**RECORD SET:**
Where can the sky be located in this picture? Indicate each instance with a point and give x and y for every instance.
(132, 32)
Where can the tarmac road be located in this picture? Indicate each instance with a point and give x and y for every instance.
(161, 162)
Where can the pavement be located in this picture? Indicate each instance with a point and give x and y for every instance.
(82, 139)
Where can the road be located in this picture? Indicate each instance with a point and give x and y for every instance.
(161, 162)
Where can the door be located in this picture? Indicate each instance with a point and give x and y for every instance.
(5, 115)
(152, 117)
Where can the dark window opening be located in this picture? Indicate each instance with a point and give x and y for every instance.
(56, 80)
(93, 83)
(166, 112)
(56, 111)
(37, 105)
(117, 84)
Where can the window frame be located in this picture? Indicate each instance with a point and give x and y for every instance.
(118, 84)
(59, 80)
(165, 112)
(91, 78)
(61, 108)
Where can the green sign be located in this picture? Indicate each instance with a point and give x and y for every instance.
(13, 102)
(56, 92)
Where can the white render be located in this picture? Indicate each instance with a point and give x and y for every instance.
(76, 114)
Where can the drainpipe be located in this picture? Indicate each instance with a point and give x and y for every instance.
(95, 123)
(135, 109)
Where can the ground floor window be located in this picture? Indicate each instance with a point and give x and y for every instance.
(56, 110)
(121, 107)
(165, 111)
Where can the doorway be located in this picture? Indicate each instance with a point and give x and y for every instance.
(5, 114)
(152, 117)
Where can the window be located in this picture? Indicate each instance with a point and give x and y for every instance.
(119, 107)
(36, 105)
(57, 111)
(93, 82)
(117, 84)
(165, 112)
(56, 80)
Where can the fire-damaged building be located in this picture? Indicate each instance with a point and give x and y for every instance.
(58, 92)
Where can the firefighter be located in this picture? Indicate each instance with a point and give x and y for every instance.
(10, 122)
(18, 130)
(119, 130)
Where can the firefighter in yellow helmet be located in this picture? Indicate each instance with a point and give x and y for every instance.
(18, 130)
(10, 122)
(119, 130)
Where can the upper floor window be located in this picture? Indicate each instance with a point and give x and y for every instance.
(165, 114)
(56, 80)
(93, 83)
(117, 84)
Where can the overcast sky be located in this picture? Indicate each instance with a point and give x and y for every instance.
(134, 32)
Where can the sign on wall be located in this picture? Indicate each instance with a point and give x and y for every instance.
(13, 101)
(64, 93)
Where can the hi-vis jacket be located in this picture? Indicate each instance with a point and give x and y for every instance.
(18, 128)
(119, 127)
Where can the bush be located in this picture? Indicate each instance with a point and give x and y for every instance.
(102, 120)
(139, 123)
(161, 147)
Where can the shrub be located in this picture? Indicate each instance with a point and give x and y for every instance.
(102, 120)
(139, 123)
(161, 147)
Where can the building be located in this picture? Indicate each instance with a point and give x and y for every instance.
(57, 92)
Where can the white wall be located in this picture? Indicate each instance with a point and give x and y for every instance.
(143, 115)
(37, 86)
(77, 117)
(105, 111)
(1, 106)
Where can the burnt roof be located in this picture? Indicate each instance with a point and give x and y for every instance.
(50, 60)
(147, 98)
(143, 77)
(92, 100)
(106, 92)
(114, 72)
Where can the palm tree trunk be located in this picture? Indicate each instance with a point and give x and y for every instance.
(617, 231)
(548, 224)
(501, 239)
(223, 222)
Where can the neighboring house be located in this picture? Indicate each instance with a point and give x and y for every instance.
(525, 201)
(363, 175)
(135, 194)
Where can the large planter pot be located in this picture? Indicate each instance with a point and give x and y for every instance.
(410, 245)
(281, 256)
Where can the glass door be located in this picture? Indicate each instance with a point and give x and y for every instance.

**TO DO:** Copy the data above word for word, from start to end.

**COMPLETE ANSWER:**
Where can the sky be located in this picture? Indicate each instance with a point and give x and y for every instance.
(132, 32)
Where can the tarmac road be located in this picture? Indicate each instance with a point and give x and y for every instance.
(161, 162)
Where can the pavement be located in this picture? Indicate each instance with a point and give x and y for every instance.
(82, 139)
Where can the road be located in this picture? Indicate each instance with a point and give x and y for every instance.
(161, 162)
Where can the door be located in this picture? Indicate each instance with a point and give x and y for every instance.
(5, 115)
(152, 117)
Where can the dark window opening be located in this picture? Indicate each instance with a point and give x and y for every instance.
(56, 80)
(93, 83)
(166, 112)
(56, 111)
(37, 105)
(117, 84)
Where can the window frame be located in this picture? Indicate each instance with a point and give x and y for every instance.
(118, 84)
(59, 80)
(165, 112)
(91, 78)
(61, 108)
Where can the green sign be located in this picture? Indicate each instance with a point and give x and y for every instance.
(13, 102)
(56, 92)
Where can the white render be located in this picture? Indicate each instance with a point and give x and y for every instance.
(76, 114)
Where can the drainpipe be located in this picture? Indicate each instance with a point and give x and y for every instance.
(95, 123)
(135, 109)
Where can the ground floor window be located in this picture? Indicate each instance with a point and give x and y for every instance.
(56, 110)
(121, 107)
(165, 111)
Where can the doorway be located in this picture? Indicate each instance with a point and give x and y for every instance.
(5, 114)
(152, 117)
Where can the window be located in this picture? Indicate each instance with a point and give x and y for every instance.
(119, 107)
(36, 105)
(57, 111)
(93, 82)
(117, 84)
(165, 112)
(56, 80)
Where can the fire-damaged building be located in this picture? Indicate each instance with a point and give x and y for every instance.
(58, 92)
Where can the firefighter be located in this picture? Indicate each instance with a point and give x and y for every instance.
(10, 122)
(18, 130)
(119, 130)
Where can the firefighter in yellow helmet be located in this picture? Indicate each instance with a point and give x and y for every instance.
(18, 130)
(10, 122)
(119, 130)
Where can the upper floor window be located in this picture? Indicate each instance with a point and give x and y for every instance.
(165, 114)
(56, 80)
(93, 83)
(117, 84)
Where can the overcast sky be located in this picture? Indicate each instance with a point and give x and y for every instance.
(134, 32)
Where can the sign on wall be located in this picture? Indicate each instance with a point and give x and y for every instance.
(13, 101)
(64, 93)
Where can the hi-vis jacket be located in this picture? Indicate each instance with a point and give x and y for every instance.
(18, 128)
(119, 127)
Where can the bush be located in this picture? Indicate each instance with a point and give x and y for every instance.
(102, 120)
(139, 123)
(161, 147)
Where can the shrub be located in this picture? Indicate each instance with a point and give x and y for every instance.
(102, 120)
(139, 123)
(161, 147)
Where can the building be located in this picture? Indicate each instance with a point and give x and y for every instance.
(57, 92)
Where can the white wall be located in this picture? Indicate each instance with a point and give x and y for every instance.
(143, 115)
(37, 86)
(77, 117)
(105, 111)
(1, 106)
Where can the burnt roof be located in this picture? Indicate each instance with a point and give x and y for every instance.
(50, 60)
(147, 98)
(143, 77)
(92, 100)
(106, 92)
(114, 72)
Where can the palm tree trunk be located in this picture? Indicate each instance with a point and give x and y for every instance.
(617, 231)
(548, 224)
(501, 239)
(223, 222)
Where can the neighboring house be located in this picture? Indicate each instance with a point and give x and y for every instance.
(525, 201)
(363, 175)
(135, 194)
Where can the large planter pot be located in this picture? Indicate each instance with a point and give x and y for every instance.
(410, 245)
(281, 256)
Where can the glass door be located in this picture? Indicate each instance with a point and give x and y for every instance.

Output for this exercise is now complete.